What the exercise asks: Give back the records in full, with every line exactly as it was.

_____

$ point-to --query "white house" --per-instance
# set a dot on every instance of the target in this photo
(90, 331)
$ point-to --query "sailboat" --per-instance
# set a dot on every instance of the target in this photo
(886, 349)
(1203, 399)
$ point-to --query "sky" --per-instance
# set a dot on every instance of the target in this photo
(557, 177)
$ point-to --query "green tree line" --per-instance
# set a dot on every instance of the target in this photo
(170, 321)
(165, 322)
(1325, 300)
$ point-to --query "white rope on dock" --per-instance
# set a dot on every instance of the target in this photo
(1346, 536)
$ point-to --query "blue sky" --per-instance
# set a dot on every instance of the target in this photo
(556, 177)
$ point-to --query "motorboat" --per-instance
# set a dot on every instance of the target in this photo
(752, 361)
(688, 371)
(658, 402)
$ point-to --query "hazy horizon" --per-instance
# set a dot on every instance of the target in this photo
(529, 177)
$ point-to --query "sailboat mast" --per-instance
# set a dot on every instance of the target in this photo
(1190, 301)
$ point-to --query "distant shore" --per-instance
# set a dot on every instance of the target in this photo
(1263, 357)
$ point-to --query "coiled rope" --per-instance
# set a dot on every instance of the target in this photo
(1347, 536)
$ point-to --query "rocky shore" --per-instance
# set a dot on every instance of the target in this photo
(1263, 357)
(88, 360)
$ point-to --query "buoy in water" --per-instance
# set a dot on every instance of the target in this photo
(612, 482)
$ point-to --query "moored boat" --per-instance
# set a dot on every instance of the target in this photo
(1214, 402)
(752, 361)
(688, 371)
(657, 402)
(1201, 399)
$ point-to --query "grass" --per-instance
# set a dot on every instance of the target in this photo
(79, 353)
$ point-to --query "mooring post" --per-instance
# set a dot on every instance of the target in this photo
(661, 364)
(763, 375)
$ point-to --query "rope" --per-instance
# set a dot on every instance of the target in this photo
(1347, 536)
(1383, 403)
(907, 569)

_____

Your response:
$ point-to --query "white house" --per-instance
# set a dot on every instance of the target in this photo
(90, 331)
$ point-to --query "sailboat" --per-instance
# set a dot on every instance of the target in this photo
(886, 349)
(1203, 399)
$ point-to --query "sky" --per-instance
# set a dot on every instance of the target in this photo
(557, 177)
$ point-to --query "green tree line" --per-instance
# set a dot on every instance of the target in this photo
(170, 321)
(165, 322)
(1325, 300)
$ point-to --query "white rope on dock" --per-instance
# set a dot on every instance of the target in this photo
(1346, 536)
$ point-to --query "blue sky" --per-instance
# set a dot on every instance of the target in this photo
(556, 177)
$ point-to --query "motorboat" --per-instance
# set a dot on every instance of the target in this photo
(752, 361)
(688, 371)
(658, 402)
$ point-to --query "hazy horizon" --per-instance
# set a dot on every instance of the target in this photo
(529, 177)
$ point-to --query "sailboat mast" --per-instance
# set a dot on every instance of the target in this photo
(1190, 301)
$ point-to --query "distant shore" --per-instance
# set a dot on every instance of the target in this photo
(1263, 357)
$ point-to --query "coiled rope" --per-instance
# set a dot on every instance of the target in this photo
(1347, 536)
$ point-to --query "rocky shore" --per-instance
# set a dot on every instance of the target in this photo
(1263, 357)
(88, 360)
$ point-to --query "buoy in water" --per-instance
# set a dot on every instance of the target in this photo
(612, 482)
$ point-to --query "moored boat" --per-instance
# set a dot on every instance of the target in this photo
(1214, 402)
(752, 361)
(688, 371)
(657, 402)
(1201, 399)
$ point-to --query "grass" --per-instance
# set a dot on every instance of the target in this photo
(79, 353)
$ point-to --query "mooring post" --per-instance
# set a dot on every instance of the target in this photo
(661, 364)
(763, 375)
$ point-to --query "rope" --per-instance
# set a dot on every instance of the target in this photo
(1347, 536)
(1383, 403)
(907, 569)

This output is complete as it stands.